[Start Page text]

Midterm-Project-with-nameless.knit

Data Source

Whether ice cream originated in China or Rome is a matter of debate, but there was little debate in the 1990s that ice cream and other frozen desserts had regained their position as one of America’s favorite treats. Our data is the industrial production (IP) index measures the real output of Ice Cream and Frozen Dessert Manufacturing industry. The source of data is: https://fred.stlouisfed.org/series/IPN31152N.

The topic we interested in is using time series analysis methods and models that we learned in the class to figure out the patterns of production.

Analysis

1. Exploratory Data Analysis

From the plot below, the IP index initially showed an upward trend, with a significant decline around 2000, and continued to rise for some time before falling again. The ice cream and frozen desserts industry is an important sector of the American dairy industry. Ice cream was a $20 billion industry in the early 2000s; worldwide consumption of frozen desserts had risen steadily throughout the 1990s. As consumers have become more conscious of their intake of fats, the ice cream industry production declined after 2005. Besides, most ice cream is made March through July, July is the busiest production month for ice cream makers due to high temperature.

Considering about the significant seasonal effects in our data set, we decided to insight into frequency domain. The plot below shows that the spectrum has peaks at 2,3,4,5,6 cycles per year which are harmonics of the 1-year cycle.

Dominant frequency is 1, thus the period should be 1 year.

2. Explanation of Spectrum

Seasonal effect is pretty strong in our data, next step we will try to use Loess Smoothing to find out the cycle. For this part, high frequency variation might be considered “noise” and low frequency variation might be considered trend.

After reducing the effects of noise and trend, we have the production cycle here. Here we set the cutoff value to be 0.5, relevant period should between $\frac{1}{0.28} = 3.57$ and $\frac{1}{0.16}=6.25$ years, and frequencies within this interval could be interpreted as frequencies that related to dessert production cycle.

[End Page text]
[Start Dataset content]

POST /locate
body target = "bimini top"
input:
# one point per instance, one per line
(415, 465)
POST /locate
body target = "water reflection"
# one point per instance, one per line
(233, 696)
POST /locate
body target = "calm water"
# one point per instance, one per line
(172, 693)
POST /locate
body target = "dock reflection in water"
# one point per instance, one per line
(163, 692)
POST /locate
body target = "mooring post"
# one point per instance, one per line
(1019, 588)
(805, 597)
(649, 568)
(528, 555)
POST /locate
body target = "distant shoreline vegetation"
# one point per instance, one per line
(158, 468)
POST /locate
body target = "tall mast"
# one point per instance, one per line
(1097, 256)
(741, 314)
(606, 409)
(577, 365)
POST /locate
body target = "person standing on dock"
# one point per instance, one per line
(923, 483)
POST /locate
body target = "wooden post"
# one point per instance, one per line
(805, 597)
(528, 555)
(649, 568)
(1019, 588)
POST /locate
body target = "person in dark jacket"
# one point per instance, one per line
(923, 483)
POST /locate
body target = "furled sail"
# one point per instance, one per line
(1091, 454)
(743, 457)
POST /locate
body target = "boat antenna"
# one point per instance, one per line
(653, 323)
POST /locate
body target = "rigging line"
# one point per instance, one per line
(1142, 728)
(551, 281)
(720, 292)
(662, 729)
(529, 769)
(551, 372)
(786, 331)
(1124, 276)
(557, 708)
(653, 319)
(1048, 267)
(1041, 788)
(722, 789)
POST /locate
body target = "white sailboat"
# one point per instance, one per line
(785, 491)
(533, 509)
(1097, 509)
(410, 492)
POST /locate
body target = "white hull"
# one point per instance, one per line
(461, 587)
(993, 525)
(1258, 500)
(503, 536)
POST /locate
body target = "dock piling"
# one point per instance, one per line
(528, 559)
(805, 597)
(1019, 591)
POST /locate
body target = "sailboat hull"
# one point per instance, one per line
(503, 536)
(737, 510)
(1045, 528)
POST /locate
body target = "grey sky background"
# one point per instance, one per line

[End Dataset content]

Goal:
In the ice cream production analysis, which month is named as the busiest production month for ice cream makers?

Correct response:
July.